[Page excerpt Boundary: Start]
When evaluating the amount of retained neurons, we highlight the efficiency of the proposed model in per-forming retention of neurons that are significant to the context. The pruned model and the regularized model of fuzzy neural networks played an efficient role in the classification of patterns, maintaining the accuracy indices close to the models evaluated in the test, performing the task with a smaller number of neurons, which allows us to say that the final model was less complex to carry out classification activities.
Another relevant factor is present in the Table 4, where the execution times of each of the algorithms are highlighted. Because the regularized algorithm uses replication to perform neuron retention, its running time is greater than all others. As the model proposed in the article accomplishes the classification of binary patterns with times similar to the compared models, we can conclude that the proposal has a viable execution time for the resolution of problems related to pattern classification.
[Page excerpt Boundary: End]
[Records supplied Boundary: Start]
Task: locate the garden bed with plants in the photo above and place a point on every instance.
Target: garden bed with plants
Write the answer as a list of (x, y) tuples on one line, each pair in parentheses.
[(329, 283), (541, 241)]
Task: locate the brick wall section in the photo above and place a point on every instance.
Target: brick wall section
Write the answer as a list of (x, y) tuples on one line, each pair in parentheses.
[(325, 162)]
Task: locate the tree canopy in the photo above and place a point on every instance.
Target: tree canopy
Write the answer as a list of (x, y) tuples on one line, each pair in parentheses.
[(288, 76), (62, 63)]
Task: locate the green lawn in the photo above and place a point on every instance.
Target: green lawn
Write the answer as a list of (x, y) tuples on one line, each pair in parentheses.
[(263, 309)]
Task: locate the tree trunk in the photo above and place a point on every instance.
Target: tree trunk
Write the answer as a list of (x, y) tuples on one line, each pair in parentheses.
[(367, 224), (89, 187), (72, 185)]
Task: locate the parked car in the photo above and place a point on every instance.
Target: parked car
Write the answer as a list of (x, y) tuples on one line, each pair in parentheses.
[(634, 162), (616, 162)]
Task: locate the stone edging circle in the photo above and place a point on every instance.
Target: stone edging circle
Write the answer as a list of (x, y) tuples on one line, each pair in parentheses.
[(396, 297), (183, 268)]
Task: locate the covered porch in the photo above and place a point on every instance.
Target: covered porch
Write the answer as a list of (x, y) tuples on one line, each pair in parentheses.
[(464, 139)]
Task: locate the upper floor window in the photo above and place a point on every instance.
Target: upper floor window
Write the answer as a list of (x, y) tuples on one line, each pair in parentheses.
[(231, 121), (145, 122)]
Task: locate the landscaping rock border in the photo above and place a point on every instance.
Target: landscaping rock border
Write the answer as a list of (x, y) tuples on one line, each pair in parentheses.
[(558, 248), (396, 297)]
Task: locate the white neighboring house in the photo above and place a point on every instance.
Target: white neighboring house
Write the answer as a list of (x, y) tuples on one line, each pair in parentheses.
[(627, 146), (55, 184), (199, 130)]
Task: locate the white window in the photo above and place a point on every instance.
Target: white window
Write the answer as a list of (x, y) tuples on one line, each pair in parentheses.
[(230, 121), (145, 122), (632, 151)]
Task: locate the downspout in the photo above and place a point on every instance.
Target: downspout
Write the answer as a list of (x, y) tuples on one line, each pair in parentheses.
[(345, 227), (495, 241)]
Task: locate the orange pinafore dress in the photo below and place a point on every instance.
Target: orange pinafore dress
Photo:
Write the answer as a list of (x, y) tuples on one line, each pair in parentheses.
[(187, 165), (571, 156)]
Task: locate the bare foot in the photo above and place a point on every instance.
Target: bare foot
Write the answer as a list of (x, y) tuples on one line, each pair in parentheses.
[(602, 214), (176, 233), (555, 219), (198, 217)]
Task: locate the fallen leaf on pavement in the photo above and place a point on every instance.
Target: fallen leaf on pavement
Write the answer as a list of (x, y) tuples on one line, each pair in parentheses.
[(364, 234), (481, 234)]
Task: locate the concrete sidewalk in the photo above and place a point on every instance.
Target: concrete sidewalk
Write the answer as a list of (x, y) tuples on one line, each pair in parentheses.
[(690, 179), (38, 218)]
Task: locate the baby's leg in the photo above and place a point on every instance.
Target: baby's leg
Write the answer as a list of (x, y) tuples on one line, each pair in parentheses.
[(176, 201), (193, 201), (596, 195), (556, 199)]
[Records supplied Boundary: End]
• Problem requirements:
Continue the passage comparing the pruned and regularized fuzzy neural network models, starting after its last sentence.

• Your response:
In order to confirm the performance of the proposed model, a statistical analysis is performed on the data collected in the pattern classification.The algorithms will be evaluated considering the accuracy as the only factor, where each of the classification bases can be seen as the blocking factor. To perform the statistical tests, the analysis of variance (ANOVA) [31] on the results of each of the groups (algorithm x block factor) is used in the test. In general it is verified that the test has 24 (4 algorithms and 6 bases) groups. Through this test seeks to establish whether the performance of the proposed algorithms in this paper presents average performance equal to algorithms that perform pruning of neurons.
After performing the analysis of variance it was concluded that the null hypothesis must be accepted (p-value of 0.4712) that the accuracy performance of the four algorithms is equal. After validation of the model [31] where we confirmed the normality of the collected data (p-value of 0.8621), the homoscedasticity (p-value of 0.7687) and the independence of the data with the p-value of 0.0871 can be affirmed with 95% certainty that the four algorithms analyzed have the same behavior when performing the binary classification of the six bases evaluated.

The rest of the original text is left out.